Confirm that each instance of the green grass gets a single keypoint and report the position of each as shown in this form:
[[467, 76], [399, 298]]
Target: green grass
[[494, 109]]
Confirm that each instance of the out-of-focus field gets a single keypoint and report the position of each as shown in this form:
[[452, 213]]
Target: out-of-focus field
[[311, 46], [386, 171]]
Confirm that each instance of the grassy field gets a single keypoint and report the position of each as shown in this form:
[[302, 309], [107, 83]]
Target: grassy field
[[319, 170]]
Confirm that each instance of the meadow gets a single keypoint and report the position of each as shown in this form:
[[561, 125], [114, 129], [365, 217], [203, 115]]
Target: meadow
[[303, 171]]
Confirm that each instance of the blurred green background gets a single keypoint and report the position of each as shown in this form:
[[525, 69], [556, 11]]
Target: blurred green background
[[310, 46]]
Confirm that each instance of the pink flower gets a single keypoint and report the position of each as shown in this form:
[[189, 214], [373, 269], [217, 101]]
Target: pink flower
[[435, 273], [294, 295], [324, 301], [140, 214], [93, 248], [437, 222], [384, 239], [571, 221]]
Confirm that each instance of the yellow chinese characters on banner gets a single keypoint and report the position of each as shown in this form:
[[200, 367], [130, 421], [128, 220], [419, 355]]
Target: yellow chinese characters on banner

__________________________________________________

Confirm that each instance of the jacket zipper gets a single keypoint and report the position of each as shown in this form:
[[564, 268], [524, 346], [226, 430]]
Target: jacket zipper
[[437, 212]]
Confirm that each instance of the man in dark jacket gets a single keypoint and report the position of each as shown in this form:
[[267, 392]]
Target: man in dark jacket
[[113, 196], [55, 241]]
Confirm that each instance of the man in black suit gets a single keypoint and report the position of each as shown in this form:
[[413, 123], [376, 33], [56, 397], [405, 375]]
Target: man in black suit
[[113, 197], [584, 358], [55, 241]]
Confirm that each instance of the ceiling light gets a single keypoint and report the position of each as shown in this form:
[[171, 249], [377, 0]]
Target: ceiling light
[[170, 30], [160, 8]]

__________________________________________________

PROBLEM DETAILS: Of the lines above, extract only those from the line with "Confirm that each instance of the green" to the line with "[[452, 213]]", both included, exactly as written.

COMPLETED EXERCISE:
Confirm that each instance of the green grass gets a single keypoint and report the position of each as shown in this form:
[[467, 76], [399, 298]]
Target: green grass
[[494, 109]]
Confirm that each instance of the out-of-focus field gets a single keypoint and report the position of each as shown in this form:
[[452, 213]]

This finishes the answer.